■ **The data**:
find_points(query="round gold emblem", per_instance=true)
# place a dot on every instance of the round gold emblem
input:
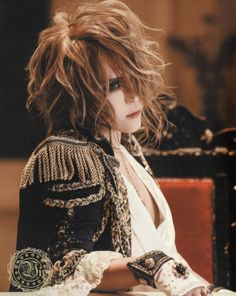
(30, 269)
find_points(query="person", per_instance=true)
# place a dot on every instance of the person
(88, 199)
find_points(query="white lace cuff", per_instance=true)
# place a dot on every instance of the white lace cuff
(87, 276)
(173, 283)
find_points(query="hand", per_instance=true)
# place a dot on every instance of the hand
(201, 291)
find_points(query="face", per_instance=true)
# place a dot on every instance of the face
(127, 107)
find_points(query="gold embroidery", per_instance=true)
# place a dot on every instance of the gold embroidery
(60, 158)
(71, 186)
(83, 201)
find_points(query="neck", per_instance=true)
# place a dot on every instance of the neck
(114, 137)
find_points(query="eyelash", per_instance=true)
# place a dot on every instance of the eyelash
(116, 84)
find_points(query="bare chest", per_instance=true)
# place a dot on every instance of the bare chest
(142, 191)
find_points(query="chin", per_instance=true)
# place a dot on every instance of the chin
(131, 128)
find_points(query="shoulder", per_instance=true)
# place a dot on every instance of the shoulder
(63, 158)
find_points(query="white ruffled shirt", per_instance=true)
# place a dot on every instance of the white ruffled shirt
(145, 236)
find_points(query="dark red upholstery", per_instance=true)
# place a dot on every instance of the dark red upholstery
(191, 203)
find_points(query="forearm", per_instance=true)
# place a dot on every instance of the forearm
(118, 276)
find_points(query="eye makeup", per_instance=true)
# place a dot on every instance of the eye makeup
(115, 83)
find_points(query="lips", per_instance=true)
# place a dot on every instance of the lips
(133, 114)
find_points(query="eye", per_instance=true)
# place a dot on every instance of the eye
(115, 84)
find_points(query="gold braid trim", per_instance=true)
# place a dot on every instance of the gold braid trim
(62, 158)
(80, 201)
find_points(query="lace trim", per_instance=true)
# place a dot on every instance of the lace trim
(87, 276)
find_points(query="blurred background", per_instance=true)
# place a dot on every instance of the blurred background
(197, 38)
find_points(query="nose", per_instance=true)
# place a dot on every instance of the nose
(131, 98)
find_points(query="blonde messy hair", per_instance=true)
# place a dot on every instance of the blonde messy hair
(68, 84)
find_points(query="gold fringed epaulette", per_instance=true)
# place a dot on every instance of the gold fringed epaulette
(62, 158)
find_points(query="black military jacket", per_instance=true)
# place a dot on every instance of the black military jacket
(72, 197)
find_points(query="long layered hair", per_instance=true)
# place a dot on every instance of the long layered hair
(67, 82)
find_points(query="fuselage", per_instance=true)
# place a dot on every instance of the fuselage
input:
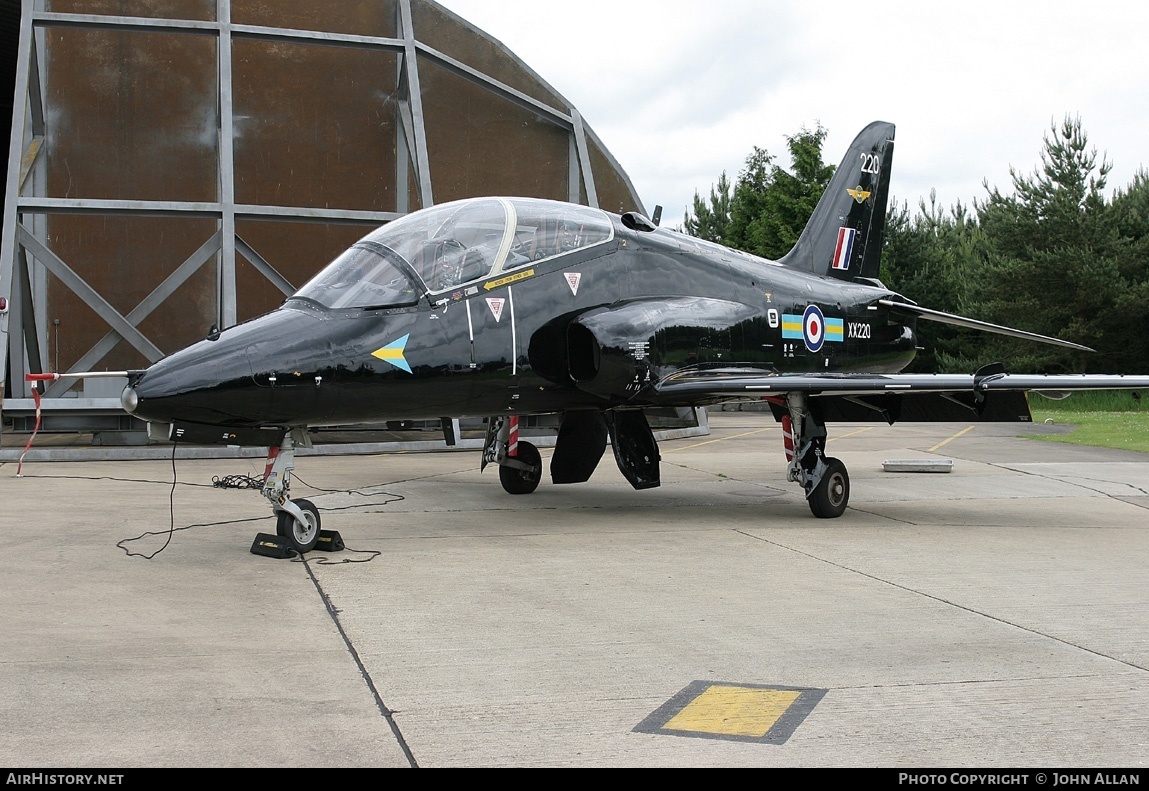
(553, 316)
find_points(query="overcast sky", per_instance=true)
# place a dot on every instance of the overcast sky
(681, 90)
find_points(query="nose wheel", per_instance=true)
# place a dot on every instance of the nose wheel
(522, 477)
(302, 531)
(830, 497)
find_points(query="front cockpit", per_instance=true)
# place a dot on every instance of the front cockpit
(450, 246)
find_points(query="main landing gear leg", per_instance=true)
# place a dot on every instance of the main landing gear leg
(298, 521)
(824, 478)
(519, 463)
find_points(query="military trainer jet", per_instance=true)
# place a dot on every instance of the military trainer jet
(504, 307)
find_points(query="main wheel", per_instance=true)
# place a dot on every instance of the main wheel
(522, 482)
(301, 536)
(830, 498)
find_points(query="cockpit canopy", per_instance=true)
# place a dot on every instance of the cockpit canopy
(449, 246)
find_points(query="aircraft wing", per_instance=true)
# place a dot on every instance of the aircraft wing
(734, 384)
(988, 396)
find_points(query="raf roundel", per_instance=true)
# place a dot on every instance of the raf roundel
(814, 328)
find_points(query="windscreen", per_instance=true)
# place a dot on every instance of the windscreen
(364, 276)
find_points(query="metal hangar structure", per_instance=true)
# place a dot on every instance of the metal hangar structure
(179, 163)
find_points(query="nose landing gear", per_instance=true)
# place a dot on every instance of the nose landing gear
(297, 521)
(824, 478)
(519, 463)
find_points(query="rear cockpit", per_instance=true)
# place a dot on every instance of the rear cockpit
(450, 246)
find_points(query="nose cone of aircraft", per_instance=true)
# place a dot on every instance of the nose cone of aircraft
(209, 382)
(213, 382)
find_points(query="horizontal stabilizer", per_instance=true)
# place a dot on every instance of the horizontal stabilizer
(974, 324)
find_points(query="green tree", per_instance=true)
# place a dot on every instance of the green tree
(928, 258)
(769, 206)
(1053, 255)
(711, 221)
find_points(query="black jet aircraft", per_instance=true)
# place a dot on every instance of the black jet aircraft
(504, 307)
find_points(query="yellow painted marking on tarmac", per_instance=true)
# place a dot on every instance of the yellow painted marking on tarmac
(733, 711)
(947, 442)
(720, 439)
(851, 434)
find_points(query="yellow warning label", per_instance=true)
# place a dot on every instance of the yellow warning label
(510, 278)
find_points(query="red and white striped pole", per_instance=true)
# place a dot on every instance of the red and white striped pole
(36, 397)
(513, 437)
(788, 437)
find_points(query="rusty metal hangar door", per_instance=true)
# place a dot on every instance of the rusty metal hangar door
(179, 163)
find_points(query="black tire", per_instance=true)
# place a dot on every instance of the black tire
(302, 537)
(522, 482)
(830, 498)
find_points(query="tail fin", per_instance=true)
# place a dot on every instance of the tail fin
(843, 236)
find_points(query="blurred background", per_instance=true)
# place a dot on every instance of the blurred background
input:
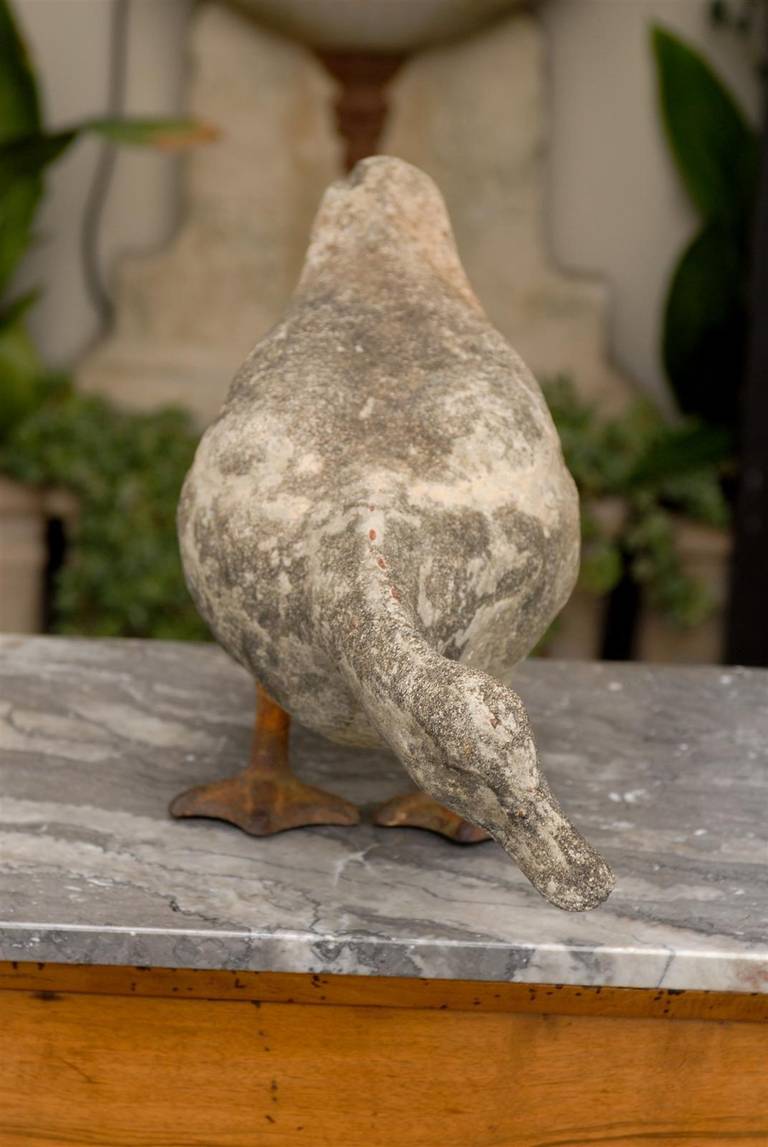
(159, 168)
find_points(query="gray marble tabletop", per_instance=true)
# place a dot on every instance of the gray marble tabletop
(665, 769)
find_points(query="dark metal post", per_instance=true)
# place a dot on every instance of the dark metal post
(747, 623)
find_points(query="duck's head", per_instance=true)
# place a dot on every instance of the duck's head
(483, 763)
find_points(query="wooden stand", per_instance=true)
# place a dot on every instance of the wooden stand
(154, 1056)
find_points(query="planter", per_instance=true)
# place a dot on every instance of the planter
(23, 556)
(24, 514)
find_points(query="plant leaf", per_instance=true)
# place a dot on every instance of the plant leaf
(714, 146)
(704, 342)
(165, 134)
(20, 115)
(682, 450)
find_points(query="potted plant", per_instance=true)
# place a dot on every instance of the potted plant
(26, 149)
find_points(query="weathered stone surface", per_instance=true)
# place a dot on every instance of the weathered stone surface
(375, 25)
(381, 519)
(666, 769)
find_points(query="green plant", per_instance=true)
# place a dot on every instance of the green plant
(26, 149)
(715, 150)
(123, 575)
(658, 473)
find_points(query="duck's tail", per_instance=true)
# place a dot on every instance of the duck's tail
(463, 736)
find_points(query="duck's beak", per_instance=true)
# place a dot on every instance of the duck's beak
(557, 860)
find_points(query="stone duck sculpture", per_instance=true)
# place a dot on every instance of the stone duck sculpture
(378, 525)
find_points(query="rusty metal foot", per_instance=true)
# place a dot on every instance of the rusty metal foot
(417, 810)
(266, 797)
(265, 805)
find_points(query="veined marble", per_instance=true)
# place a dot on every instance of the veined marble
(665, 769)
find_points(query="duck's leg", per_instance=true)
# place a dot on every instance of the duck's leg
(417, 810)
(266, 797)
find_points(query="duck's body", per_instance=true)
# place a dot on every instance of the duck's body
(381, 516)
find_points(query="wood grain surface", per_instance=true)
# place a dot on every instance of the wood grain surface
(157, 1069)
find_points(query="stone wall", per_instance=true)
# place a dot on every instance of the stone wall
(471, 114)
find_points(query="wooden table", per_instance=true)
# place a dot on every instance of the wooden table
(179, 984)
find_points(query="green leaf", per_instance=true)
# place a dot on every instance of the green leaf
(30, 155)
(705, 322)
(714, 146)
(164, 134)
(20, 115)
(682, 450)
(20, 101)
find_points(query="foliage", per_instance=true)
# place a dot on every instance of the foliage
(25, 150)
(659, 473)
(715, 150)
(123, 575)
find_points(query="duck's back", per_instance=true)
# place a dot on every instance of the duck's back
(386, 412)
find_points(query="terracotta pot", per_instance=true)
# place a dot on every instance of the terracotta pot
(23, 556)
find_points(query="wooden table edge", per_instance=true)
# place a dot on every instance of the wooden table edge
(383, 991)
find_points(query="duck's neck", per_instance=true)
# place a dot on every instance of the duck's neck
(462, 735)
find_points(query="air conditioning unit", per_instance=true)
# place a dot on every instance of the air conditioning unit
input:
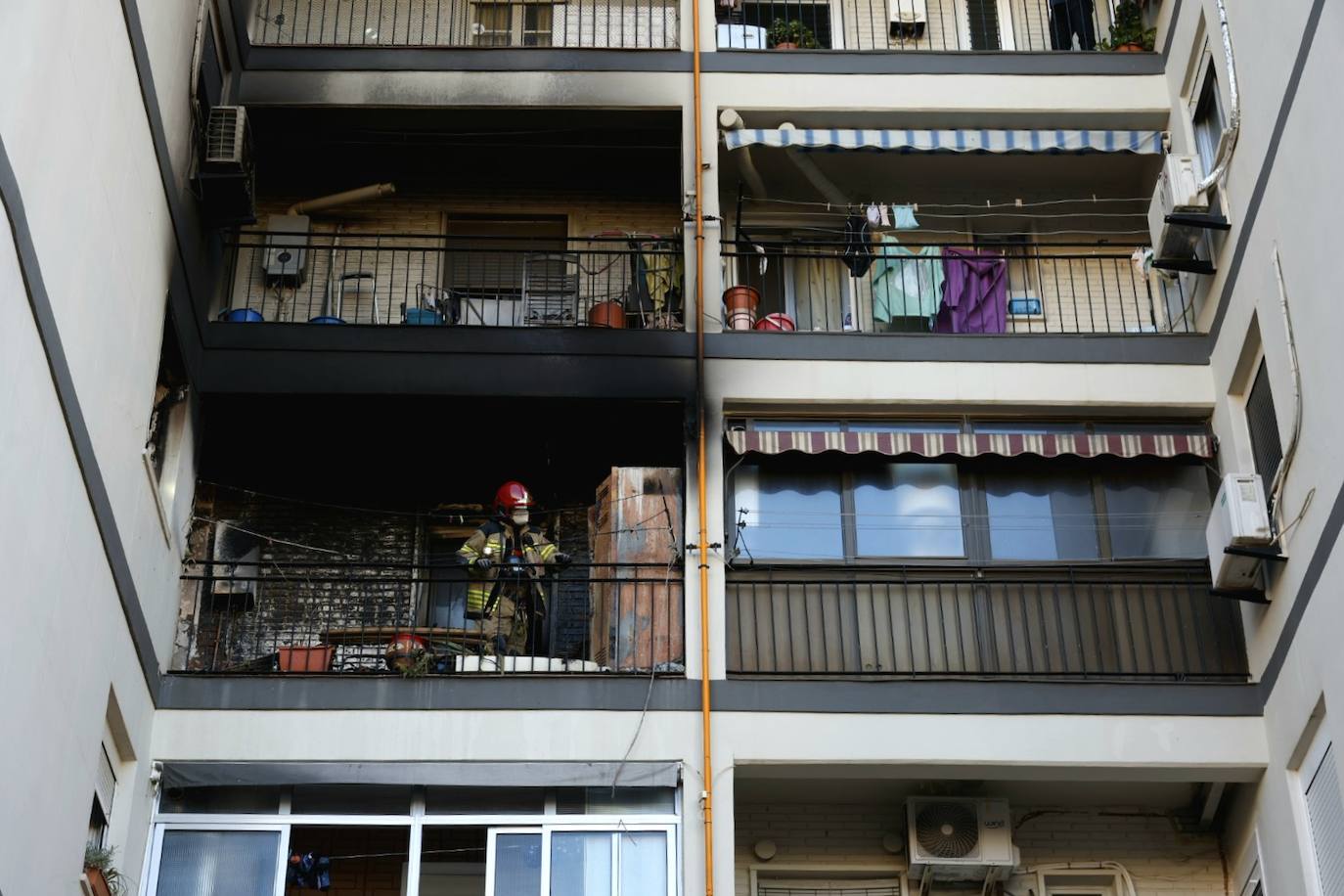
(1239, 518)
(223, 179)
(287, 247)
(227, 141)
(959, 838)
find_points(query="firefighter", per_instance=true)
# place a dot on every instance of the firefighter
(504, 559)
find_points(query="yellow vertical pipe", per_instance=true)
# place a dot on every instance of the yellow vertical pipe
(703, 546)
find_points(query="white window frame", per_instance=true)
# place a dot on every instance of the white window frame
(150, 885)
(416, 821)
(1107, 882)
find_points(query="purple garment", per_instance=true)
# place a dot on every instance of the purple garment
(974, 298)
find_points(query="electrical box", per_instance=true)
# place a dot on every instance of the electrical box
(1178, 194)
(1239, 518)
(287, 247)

■ **Your goal**: Gather every line of the records above that contains the string "gray", matching its case exactly.

■ **Expected answer**:
find_points(query="gray marble tabletop", per_instance=true)
# place a dot on every instance of the gray marble tabletop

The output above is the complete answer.